_DATA RECORDS_
----------------------------------------

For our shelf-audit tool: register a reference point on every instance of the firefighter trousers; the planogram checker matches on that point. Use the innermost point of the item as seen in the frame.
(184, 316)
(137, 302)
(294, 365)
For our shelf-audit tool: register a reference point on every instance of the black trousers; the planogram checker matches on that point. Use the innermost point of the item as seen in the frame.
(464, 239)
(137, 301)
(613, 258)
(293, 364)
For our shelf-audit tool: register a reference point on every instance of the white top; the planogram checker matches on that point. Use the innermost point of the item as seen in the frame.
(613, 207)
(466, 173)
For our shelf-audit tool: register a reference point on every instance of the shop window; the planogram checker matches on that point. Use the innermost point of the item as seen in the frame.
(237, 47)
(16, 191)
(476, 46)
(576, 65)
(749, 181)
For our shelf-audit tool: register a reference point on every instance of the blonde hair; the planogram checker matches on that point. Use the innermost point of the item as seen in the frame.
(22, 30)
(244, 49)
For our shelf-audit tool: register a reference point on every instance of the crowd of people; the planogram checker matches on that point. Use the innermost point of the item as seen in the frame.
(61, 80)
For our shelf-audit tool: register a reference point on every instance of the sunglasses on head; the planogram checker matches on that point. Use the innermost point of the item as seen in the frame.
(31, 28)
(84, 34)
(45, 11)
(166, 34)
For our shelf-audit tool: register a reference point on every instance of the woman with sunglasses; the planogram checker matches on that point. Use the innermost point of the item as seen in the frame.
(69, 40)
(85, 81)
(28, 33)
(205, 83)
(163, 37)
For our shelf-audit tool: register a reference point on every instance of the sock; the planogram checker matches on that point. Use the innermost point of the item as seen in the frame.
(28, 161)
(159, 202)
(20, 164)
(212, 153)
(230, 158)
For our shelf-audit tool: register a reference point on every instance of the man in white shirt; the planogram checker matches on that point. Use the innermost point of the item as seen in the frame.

----------------------------------------

_AIM_
Repeat the data verbatim.

_ANSWER TO THIS PROBLEM_
For our shelf-audit tool: register a reference point on every instance of the firefighter trousers; the planogram checker matches on that point. Use the innermost point of the item as seen in the frame.
(184, 316)
(137, 302)
(294, 365)
For our shelf-audit tool: register a reference point on every instance of the black trousers; the planogram checker matches on that point. Use the innermost point of the item as seen in the frame.
(464, 239)
(137, 301)
(613, 258)
(293, 364)
For our shelf-audit tool: register a reference point on every instance of the white top; the planogram checker matches on that point. Use the innermost point of the item as seen in the frame.
(613, 207)
(466, 173)
For our shelf-audit tool: register a reference point on every instance of the shop window; the planogram checker matches on that point. Use the innermost point of the item as seen in the frame.
(237, 47)
(16, 191)
(476, 46)
(576, 65)
(749, 181)
For our shelf-audit tool: register a reference point on every instance of the blonde hair; the planogram checker matches on that point. Use the innermost point of the item as seen in the frame.
(22, 30)
(244, 49)
For our shelf-audit tool: register a reference point on every instance of the crowd of people; the planogram checker matches on that point. Use the innermost point of the item as seen in the frame.
(61, 80)
For our shelf-audit tool: register a reference point on every instance of the sunglasses on head; the planogram checker matches on that point. Use the innermost point of the item as seen in the frame.
(31, 28)
(84, 34)
(45, 11)
(166, 34)
For our shelf-audit tool: register a reference point on every instance of the woman with sunglasses; the planogram checker matches on that point. Use the innermost point of the item as seen in the frame.
(69, 40)
(85, 81)
(28, 33)
(205, 83)
(163, 37)
For our shelf-audit tool: register a reference point on every instance of the sock; the planogram checker matches on that point. Use the innermost point of the item as seen in the frame.
(28, 161)
(159, 202)
(20, 164)
(212, 153)
(230, 158)
For our shelf-audit tool: register a reference point on every instance of the man in white shirt; the planogram checker matches on that point. Use the innermost point of the item as seen in the frame.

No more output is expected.